_What is needed_: Reproduce every line of the listing below word for word, with no changes.

## start Rows

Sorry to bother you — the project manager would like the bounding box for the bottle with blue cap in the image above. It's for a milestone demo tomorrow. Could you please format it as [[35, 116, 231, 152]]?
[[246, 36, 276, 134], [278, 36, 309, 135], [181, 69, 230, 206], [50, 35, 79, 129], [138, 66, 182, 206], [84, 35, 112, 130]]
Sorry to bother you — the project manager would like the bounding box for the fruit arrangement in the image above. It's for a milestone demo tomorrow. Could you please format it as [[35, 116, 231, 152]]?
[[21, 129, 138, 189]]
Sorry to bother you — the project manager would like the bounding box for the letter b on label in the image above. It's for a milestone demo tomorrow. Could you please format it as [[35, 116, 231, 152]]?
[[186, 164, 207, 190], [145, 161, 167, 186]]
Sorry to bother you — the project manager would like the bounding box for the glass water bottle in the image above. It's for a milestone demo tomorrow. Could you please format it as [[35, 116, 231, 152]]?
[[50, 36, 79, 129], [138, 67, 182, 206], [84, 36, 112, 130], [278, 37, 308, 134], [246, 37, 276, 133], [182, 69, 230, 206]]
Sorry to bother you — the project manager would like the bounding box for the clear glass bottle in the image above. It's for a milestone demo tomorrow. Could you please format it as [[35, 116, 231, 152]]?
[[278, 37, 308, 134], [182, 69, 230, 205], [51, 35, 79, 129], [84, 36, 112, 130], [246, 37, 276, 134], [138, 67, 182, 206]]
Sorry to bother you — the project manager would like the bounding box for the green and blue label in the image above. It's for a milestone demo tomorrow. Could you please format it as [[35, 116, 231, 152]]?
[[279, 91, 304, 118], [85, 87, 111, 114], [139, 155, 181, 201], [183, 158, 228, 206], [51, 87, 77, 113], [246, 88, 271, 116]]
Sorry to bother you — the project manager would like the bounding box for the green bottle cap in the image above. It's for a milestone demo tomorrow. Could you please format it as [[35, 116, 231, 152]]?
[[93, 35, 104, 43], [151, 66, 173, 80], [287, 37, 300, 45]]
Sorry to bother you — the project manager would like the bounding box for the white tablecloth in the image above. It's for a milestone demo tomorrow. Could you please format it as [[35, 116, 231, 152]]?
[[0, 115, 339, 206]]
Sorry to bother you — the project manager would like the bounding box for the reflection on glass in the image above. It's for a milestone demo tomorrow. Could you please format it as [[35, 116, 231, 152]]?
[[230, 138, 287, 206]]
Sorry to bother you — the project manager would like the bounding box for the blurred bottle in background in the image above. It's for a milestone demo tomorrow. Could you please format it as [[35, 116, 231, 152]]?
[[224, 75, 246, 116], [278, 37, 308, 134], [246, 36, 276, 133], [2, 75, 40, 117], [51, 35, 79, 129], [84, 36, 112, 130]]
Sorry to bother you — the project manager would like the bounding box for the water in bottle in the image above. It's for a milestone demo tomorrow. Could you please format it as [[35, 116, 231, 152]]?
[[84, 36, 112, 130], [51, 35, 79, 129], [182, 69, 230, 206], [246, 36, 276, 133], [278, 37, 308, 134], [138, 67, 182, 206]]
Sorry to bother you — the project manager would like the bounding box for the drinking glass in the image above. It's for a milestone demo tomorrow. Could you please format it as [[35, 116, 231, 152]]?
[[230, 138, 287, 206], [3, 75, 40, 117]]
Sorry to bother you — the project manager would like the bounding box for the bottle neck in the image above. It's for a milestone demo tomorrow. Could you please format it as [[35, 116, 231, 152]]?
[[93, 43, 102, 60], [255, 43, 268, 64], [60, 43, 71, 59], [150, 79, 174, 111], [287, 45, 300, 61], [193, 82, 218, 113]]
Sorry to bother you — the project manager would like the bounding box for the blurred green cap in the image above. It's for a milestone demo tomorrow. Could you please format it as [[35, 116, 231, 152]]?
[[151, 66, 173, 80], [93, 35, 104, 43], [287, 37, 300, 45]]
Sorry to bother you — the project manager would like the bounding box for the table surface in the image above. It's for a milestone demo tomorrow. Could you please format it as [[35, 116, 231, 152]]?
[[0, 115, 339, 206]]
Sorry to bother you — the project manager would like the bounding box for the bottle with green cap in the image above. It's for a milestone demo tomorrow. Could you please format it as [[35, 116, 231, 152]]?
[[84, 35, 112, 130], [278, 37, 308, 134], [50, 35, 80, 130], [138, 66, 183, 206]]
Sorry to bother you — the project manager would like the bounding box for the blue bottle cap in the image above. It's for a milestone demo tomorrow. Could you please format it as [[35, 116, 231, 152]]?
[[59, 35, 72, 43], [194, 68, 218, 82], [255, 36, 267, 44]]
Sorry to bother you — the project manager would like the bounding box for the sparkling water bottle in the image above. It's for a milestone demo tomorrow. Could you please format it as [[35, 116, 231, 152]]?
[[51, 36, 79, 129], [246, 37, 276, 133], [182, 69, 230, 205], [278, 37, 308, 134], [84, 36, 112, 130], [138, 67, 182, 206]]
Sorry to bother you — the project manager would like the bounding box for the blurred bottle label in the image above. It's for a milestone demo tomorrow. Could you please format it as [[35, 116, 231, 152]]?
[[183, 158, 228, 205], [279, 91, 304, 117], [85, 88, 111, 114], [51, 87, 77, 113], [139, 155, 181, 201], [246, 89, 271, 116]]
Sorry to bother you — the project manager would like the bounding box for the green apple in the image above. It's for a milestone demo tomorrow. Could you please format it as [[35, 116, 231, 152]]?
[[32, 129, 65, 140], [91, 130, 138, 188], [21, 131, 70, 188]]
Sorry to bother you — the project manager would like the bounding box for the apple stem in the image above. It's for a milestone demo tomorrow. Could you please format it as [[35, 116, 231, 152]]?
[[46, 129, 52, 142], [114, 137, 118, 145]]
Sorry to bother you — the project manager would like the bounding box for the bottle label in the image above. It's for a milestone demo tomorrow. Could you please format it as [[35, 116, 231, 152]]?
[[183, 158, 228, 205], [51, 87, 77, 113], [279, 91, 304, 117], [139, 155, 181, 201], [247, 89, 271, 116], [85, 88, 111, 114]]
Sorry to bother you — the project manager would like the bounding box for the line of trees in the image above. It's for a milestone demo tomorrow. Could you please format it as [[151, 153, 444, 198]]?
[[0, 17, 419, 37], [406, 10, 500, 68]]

## end Rows

_The solution_:
Sorry to bother you — the project manager would like the bounding box for the bottle with blue cap in the image above. It's for a milestone demo tomorrow. Could you please format it as [[35, 116, 231, 152]]?
[[246, 36, 276, 134], [278, 36, 309, 135], [181, 69, 230, 206], [50, 35, 79, 129], [138, 66, 182, 206], [84, 35, 112, 130]]
Sorry to bother you — the project manager would like the bounding box for the fruit arrangement in the image above. It's for a milestone demo tomorrow. Could you please format it as [[35, 116, 231, 152]]?
[[21, 129, 138, 189]]
Sorry to bother you — the project manager would like the bounding box for the letter b on label in the image above. It's for a milestone demo tomorrow. Could you please format it as [[35, 116, 231, 152]]?
[[186, 164, 207, 190], [145, 161, 167, 186]]
Sorry to bother you — the project manager would like the bounding box for the glass water bottle in the image above. It's for a milestone demo tomorrow. Could you please format it as [[35, 116, 231, 152]]?
[[50, 36, 79, 129], [138, 67, 182, 206], [84, 36, 112, 130], [278, 37, 308, 134], [246, 37, 276, 133], [182, 69, 230, 206]]
Sorry to bother you — the project manager would like the bounding box for the clear glass bottle in the image above. It's for a milestone demo tomorrow. Could you please format it as [[35, 116, 231, 152]]?
[[278, 37, 308, 134], [182, 69, 230, 205], [51, 35, 79, 129], [84, 36, 112, 130], [246, 37, 276, 134], [138, 67, 182, 206]]
Sorry to bother you — the project manager would like the bounding box for the green and blue label in the image above. It's for a milestone demo tomorrow. Could you please format it as [[35, 116, 231, 152]]?
[[279, 91, 304, 118], [85, 87, 111, 114], [139, 155, 181, 201], [183, 158, 228, 206], [51, 87, 77, 113], [246, 88, 271, 116]]
Sorry to bother you — the project manager would like the bounding box for the green bottle cap in the image above. It's for a milestone demo tomorrow. Could you please format it as [[35, 116, 231, 152]]?
[[93, 35, 104, 43], [151, 66, 173, 80], [287, 37, 300, 45]]
Sorry to bother you — the project manager would like the bounding box for the white tablecloth in the image above. It's for a milestone demo tomorrow. Could you please format it as [[35, 116, 231, 152]]?
[[0, 115, 339, 206]]
Sorry to bother you — the project manager would like the bounding box for the reflection on glass in the image above. It's for a milestone demo tomorrow. Could you please format it as [[35, 116, 231, 152]]?
[[230, 138, 287, 206]]
Sorry to bother you — the project manager would like the bounding box for the blurred bottle in background in the image above. It's for a milestone demo tomorrow. Could you please format it as [[35, 116, 231, 152]]?
[[224, 75, 246, 116], [278, 37, 308, 134], [246, 36, 276, 133], [2, 75, 40, 117], [51, 35, 79, 129], [84, 36, 112, 130]]
Sorry to bother you — the project manager would like the bounding box for the water in bottle in the image above. It's for a milestone demo tomorrow. Could you please format it as [[35, 116, 231, 152]]?
[[84, 36, 112, 130], [51, 35, 79, 129], [182, 69, 230, 206], [246, 36, 276, 133], [278, 37, 308, 134], [138, 67, 182, 206]]
Sorry to bother you — the project manager would like the bounding box for the drinking glass in the image above. It's for a milestone demo tomorrow. Could you please format it as [[35, 116, 231, 152]]?
[[230, 138, 287, 206], [3, 75, 40, 117]]
Sorry to bother you — the project manager would like the bounding box for the bottle neck in the image above. It's for a milestone demo tomorrow. Could you please format it as [[35, 116, 231, 152]]?
[[93, 43, 102, 60], [255, 43, 268, 64], [60, 43, 71, 59], [150, 79, 174, 111], [287, 45, 300, 61], [193, 82, 218, 113]]
Sorry to bother you — the project manager would like the bounding box for the blurred green cap in the image above. It's for a milestone demo tomorrow. Could you please format it as [[35, 116, 231, 152]]?
[[151, 66, 173, 80], [93, 35, 104, 43], [287, 37, 300, 45]]
Sorry to bother you — the project manager would like the bounding box for the table surface in the image above. It's for a milestone demo tomorrow. Could you please format it as [[35, 116, 231, 152]]?
[[0, 115, 339, 206]]
Sorry to bother you — the project manager would like the bounding box for the bottle with green cap in the image above. It's for a milestone demo tomorrow. Could you please format it as [[35, 116, 231, 152]]?
[[84, 35, 112, 130], [278, 37, 308, 134], [50, 35, 80, 130], [138, 66, 183, 206]]
Sorry to bother you — the project manager would like the bounding box for the blue bottle cap in the image above. It's for a milestone demo tomorrow. Could you please format it as [[35, 116, 231, 152]]?
[[59, 35, 72, 43], [194, 68, 218, 82], [255, 36, 267, 44]]
Sorry to bother you — the project manager would like the bounding box for the sparkling water bottle in the image above. It's for a milestone demo tomorrow. Could you please format it as [[35, 116, 231, 152]]?
[[51, 36, 79, 129], [246, 37, 276, 133], [182, 69, 230, 205], [278, 37, 308, 134], [84, 36, 112, 130], [138, 67, 182, 206]]
Sorry to bother you — the project manager would like the bounding box for the blurred bottle label in the image above. It's for a milestone demo tomorrow. Could you please format it as [[35, 116, 231, 152]]?
[[183, 158, 228, 205], [279, 91, 304, 117], [85, 88, 111, 114], [51, 87, 77, 113], [139, 155, 181, 201], [246, 89, 271, 116]]
Sorry to bother you — the project manager would like the bounding box for the green apple in the image above. It's for a milestone demo tomorrow. Could you please format it as [[35, 116, 231, 152]]?
[[32, 129, 65, 140], [91, 130, 138, 188], [21, 131, 70, 188]]
Sorry to bother you — the project manager would like the bounding box for the apple stem in the image above. It's for a milestone demo tomorrow. Could you please format it as [[35, 116, 231, 152]]?
[[46, 129, 52, 142], [114, 137, 118, 145]]
Sorry to bother you — the project manager would like the bounding box for the bottle label in the image above. It's for a milestone demo tomorrow. Could you please format it as [[35, 116, 231, 152]]?
[[183, 158, 228, 205], [51, 87, 77, 113], [279, 91, 304, 117], [139, 155, 181, 201], [247, 89, 271, 116], [85, 88, 111, 114]]
Sorry to bother you — the project manager would like the bounding box for the line of trees in the image above. It's for a milestone demo tomorrow. Could you please format it as [[151, 153, 444, 198]]?
[[0, 17, 419, 37], [406, 10, 500, 68]]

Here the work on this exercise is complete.